— Begin EXCERPT —
The Center for Urban History in Lviv has posted an interactive online walking tour of Jewish Lviv that uses maps, photographs and archival material, video, and text to tell the story of places and people, and also to prompt discussion on how to preserve and educate about the city’s Jewish history and cultural heritage.
Called Past, Present and Memory: rediscovering Jewish Lviv, it is one of three tours that were developed by students during the workshop “Lemberg/Lwów/לעמבערג/Львів: literary and artistic paths of a multicultural city” held as part of the summer school “Jewish History, common history and heritage, culture, cities, environment” organized by the Center from July 11 to August 5, 2016.
We would like to discuss the ways Jewish history of Lviv is commemorated today. We are not responsible for the past, but for the memory of the past. Today this responsibility is necessary for the contemporary Ukrainian society.
Presented as a virtual walk, the tour begins at the sculptural monument to the World War II Jewish Ghetto and describes the destruction of Jewish Lviv during the Holocaust.
— End EXCERPT —
— Begin DATASET —
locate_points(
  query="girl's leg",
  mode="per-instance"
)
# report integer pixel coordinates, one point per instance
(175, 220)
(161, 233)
— End DATASET —
# WRITTEN EXERCISE 1:
In the text about the Jewish Lviv walking tour, where does the virtual walk begin?
# WRITTEN EXERCISE 2:
Write out the part of the Jewish Lviv tour text that starts with "Called Past, Present" and ends with "during the Holocaust.".
# WRITTEN EXERCISE 3:
Continue the text about the online walking tour of Jewish Lviv from the point where it stops.

# EXPECTED OUTPUT 1:
It begins at the sculptural monument to the World War II Jewish Ghetto.

# EXPECTED OUTPUT 2:
Called Past, Present and Memory: rediscovering Jewish Lviv, it is one of three tours that were developed by students during the workshop “Lemberg/Lwów/לעמבערג/Львів: literary and artistic paths of a multicultural city” held as part of the summer school “Jewish History, common history and heritage, culture, cities, environment” organized by the Center from July 11 to August 5, 2016.
We would like to discuss the ways Jewish history of Lviv is commemorated today. We are not responsible for the past, but for the memory of the past. Today this responsibility is necessary for the contemporary Ukrainian society.
Presented as a virtual walk, the tour begins at the sculptural monument to the World War II Jewish Ghetto and describes the destruction of Jewish Lviv during the Holocaust.

# EXPECTED OUTPUT 3:
It goes on to use specific sites, buildings, memorials, streets, and neighborhoods as settings for historical and biographical discussions of pre-WW2 individuals associated with Lviv, such as the historian and educator Majer Bałaban, who died in the WW2 Warsaw Ghetto, the writers Sholom Aleichem and Deborah (Dvoyra) Vogel, and a Holocaust survivor identified as Barbara G.
It states:
Pre-war Lviv was the center of the Jewish cultural, religious and political life. Writers, poets, scientists and satirists lived and worked in this city. Thanks to the legacy of these authors we can use our imagination to go back in time to the complex multi-cultural reality of pre-war Lviv. In our virtual walk, we will explore the places related to Jewish life, the places of interaction and cultural exchange as well as the tragic history of Lviv ghetto. Our city walk is also an invitation to reflect together on the possibilities and challenges of preserving Jewish heritage for future generations of Lvivians.
1 comment on “Ukraine: Interactive virtual walking tour of Jewish Lviv”
I would like to make contact with Elina Katz (Ukraine) to look at possible Lviv family link.
Thank you.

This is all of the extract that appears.